**TASK DETAILS:**
Type out the entries again, keeping every word unchanged.

Segment Start: RECORD EXTRACTS

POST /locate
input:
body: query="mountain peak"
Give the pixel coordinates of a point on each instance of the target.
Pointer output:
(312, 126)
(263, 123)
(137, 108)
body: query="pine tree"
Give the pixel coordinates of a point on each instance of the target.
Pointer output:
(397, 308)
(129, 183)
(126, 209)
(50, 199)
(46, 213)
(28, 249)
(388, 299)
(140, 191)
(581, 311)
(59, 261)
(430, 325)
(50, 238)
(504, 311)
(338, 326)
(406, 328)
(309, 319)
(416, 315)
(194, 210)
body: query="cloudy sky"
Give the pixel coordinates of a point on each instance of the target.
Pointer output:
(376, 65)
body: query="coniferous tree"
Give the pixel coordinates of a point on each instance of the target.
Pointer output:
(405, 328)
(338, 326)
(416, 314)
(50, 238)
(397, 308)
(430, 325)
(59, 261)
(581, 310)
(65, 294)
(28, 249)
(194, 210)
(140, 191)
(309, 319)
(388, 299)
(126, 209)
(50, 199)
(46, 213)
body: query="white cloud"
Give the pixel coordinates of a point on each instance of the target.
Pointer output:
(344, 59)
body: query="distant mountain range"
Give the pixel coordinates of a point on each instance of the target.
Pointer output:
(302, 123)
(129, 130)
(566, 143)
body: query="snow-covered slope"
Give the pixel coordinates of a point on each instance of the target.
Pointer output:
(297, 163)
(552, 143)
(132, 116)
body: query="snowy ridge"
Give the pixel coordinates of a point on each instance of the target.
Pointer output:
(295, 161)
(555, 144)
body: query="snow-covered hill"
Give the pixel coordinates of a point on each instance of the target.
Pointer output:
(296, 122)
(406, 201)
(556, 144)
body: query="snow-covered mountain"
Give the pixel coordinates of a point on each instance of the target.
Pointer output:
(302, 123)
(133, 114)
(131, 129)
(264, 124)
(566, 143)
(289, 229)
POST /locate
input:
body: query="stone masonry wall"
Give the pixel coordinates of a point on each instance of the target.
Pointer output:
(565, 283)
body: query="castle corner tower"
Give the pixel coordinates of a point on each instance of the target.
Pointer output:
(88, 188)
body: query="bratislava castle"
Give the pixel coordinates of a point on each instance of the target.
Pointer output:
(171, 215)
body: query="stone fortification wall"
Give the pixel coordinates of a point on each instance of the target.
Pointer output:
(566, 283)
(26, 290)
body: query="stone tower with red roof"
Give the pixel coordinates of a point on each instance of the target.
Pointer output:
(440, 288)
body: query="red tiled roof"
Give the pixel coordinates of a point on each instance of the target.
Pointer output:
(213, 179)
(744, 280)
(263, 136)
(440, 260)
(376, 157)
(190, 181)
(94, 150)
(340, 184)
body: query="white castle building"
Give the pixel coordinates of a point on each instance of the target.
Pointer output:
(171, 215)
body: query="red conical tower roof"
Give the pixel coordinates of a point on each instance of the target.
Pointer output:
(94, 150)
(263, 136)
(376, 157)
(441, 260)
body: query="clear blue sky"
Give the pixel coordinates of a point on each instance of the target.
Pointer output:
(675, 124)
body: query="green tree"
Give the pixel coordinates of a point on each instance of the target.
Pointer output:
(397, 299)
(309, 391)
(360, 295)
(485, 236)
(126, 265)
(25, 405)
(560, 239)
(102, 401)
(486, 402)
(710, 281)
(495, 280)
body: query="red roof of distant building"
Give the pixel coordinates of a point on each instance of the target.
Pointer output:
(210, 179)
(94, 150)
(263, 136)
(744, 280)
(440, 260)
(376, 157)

Segment End: RECORD EXTRACTS

**EXERCISE OUTPUT:**
POST /locate
input:
body: query="mountain peak"
Give the pixel coordinates of a point on each instance of the target.
Pointer output:
(312, 126)
(263, 123)
(137, 108)
body: query="pine tree"
Give the pixel coordinates of a point on each instance of the target.
Pointer output:
(397, 308)
(129, 183)
(126, 209)
(50, 199)
(46, 213)
(28, 249)
(388, 299)
(140, 191)
(581, 311)
(59, 261)
(430, 325)
(50, 238)
(504, 311)
(338, 326)
(406, 328)
(309, 319)
(416, 315)
(194, 210)
body: query="cloudy sky"
Give the pixel coordinates of a point on each instance of the target.
Pointer output:
(376, 65)
body: query="coniferous tree"
Give the pixel coordinates of a point on each instance of the target.
Pointer output:
(405, 328)
(338, 326)
(416, 314)
(50, 238)
(397, 308)
(430, 325)
(59, 261)
(581, 310)
(65, 294)
(28, 249)
(194, 210)
(140, 191)
(309, 319)
(388, 299)
(126, 209)
(50, 199)
(46, 213)
body: query="white cloud"
Give the pixel coordinates of a point on each instance of the target.
Pointer output:
(344, 59)
body: query="distant mountain range"
Give the pixel coordinates of a point on each instance of the target.
Pointer output:
(302, 123)
(129, 130)
(566, 143)
body: query="snow-covered slope"
Give the pixel coordinates of a point on each instance of the target.
Pointer output:
(297, 163)
(552, 143)
(132, 116)
body: query="snowy ridge"
Give the pixel coordinates of a point on each instance of the target.
Pointer output:
(295, 161)
(555, 144)
body: query="snow-covered hill"
Give the pixel coordinates of a point on each instance of the target.
Pointer output:
(296, 122)
(406, 201)
(556, 144)
body: query="snow-covered mountain"
Give the pixel coordinates of a point on each instance of the target.
Pointer output:
(302, 123)
(133, 114)
(131, 129)
(264, 124)
(566, 143)
(289, 229)
POST /locate
input:
body: query="stone masonry wall"
Give the pixel coordinates of a point on each instance of the target.
Pointer output:
(565, 283)
body: query="castle corner tower"
Give the pixel coordinates of a point on each instance of the target.
Pointer output:
(88, 188)
body: query="bratislava castle"
Give the pixel coordinates of a point on each instance of the target.
Pointer output:
(171, 215)
body: query="stone fortification wall"
Give the pixel coordinates of a point on each instance of the target.
Pointer output:
(566, 283)
(26, 290)
body: query="stone tower with red roof"
Give the pixel coordinates of a point on each instance of the target.
Pointer output:
(440, 288)
body: query="red tiled roof"
Give the pixel coordinates of a point on each instance of the target.
Pointer output:
(213, 179)
(744, 280)
(263, 136)
(440, 260)
(376, 157)
(190, 181)
(94, 150)
(340, 184)
body: query="white castle building"
Give the pixel coordinates of a point on each instance of the target.
Pointer output:
(171, 215)
body: query="red conical tower roof"
Give the pixel coordinates of a point on each instance of the target.
Pointer output:
(94, 150)
(263, 136)
(376, 157)
(441, 260)
body: query="clear blue sky"
Give the pixel coordinates of a point on each instance of the target.
Pointer output:
(675, 124)
body: query="green tree"
Give the pixel coordinates of a point on each instance of the target.
Pointer output:
(397, 299)
(309, 391)
(360, 295)
(485, 236)
(126, 265)
(25, 405)
(560, 239)
(102, 401)
(486, 402)
(710, 281)
(495, 280)
body: query="red roof of distant building"
Give the pixel coordinates of a point on each instance of the target.
Pointer output:
(210, 179)
(94, 150)
(263, 136)
(744, 280)
(440, 260)
(376, 157)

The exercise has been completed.